▼
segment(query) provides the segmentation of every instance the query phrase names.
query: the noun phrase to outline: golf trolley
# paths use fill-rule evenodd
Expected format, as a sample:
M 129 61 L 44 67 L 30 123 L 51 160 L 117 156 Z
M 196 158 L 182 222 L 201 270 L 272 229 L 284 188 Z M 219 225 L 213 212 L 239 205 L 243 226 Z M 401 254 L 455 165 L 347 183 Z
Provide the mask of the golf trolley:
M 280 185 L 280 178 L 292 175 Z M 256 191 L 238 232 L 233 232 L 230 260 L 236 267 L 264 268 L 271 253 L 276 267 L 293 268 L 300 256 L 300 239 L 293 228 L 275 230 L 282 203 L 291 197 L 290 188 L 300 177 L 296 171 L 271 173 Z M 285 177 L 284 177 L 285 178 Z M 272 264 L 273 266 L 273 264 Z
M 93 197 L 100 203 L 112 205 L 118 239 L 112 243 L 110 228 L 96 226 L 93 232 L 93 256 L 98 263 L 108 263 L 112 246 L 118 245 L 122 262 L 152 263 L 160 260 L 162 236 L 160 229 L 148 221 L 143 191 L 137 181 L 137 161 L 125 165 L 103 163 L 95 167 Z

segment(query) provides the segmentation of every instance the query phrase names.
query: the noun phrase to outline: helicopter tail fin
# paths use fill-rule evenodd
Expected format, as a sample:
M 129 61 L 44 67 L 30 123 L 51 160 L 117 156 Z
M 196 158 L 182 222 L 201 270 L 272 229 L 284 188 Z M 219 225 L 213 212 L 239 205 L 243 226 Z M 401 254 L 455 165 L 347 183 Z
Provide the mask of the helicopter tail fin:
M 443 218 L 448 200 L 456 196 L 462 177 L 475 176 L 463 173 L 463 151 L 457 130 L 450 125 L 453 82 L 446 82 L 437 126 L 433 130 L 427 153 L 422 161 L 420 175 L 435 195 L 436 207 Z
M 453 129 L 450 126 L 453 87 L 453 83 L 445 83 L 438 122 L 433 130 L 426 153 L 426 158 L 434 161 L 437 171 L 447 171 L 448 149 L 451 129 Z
▲
WHAT YOU WILL DO:
Nothing may be left out. Retype all the entries exactly.

RESULT OF THE EXERCISE:
segment(query) provides the segmentation of every instance the query phrase names.
query: the noun phrase to outline: golf trolley
# paths use fill-rule evenodd
Expected format, as a sample:
M 129 61 L 44 67 L 30 123 L 51 160 L 117 156 Z
M 196 158 L 182 222 L 201 270 L 272 229 L 284 188 Z M 219 225 L 213 212 L 239 205 L 243 226 Z M 401 254 L 455 165 L 347 183 Z
Provide the mask of the golf trolley:
M 280 185 L 280 178 L 292 175 Z M 256 191 L 238 232 L 233 232 L 230 260 L 236 267 L 264 268 L 271 253 L 276 267 L 293 268 L 300 256 L 300 239 L 293 228 L 275 230 L 282 203 L 291 197 L 290 188 L 300 177 L 296 171 L 271 173 Z M 285 177 L 284 177 L 285 178 Z M 272 264 L 273 266 L 273 264 Z
M 93 197 L 100 203 L 112 205 L 118 239 L 112 243 L 110 228 L 96 226 L 93 232 L 93 256 L 98 263 L 108 263 L 112 246 L 118 245 L 122 262 L 152 263 L 160 260 L 162 236 L 160 229 L 148 221 L 143 191 L 137 181 L 137 161 L 125 165 L 103 163 L 95 167 Z

segment(query) provides the segmentation of every instance the query phrase names.
query: the noun phrase to outline: helicopter tail fin
# paths use fill-rule evenodd
Expected format, as a sample:
M 129 61 L 44 67 L 30 123 L 51 160 L 117 156 Z
M 196 158 L 182 222 L 201 270 L 272 229 L 284 188 Z M 219 225 L 213 212 L 239 205 L 243 226 Z M 401 254 L 455 165 L 347 183 Z
Provide the mask of the helicopter tail fin:
M 443 218 L 448 200 L 456 196 L 462 177 L 475 176 L 463 173 L 463 151 L 457 130 L 450 125 L 453 82 L 446 82 L 437 126 L 433 130 L 427 153 L 422 161 L 420 175 L 435 195 L 436 207 Z
M 453 129 L 450 126 L 453 87 L 453 83 L 445 83 L 438 122 L 433 130 L 426 153 L 426 158 L 434 161 L 437 171 L 447 171 L 448 149 L 451 129 Z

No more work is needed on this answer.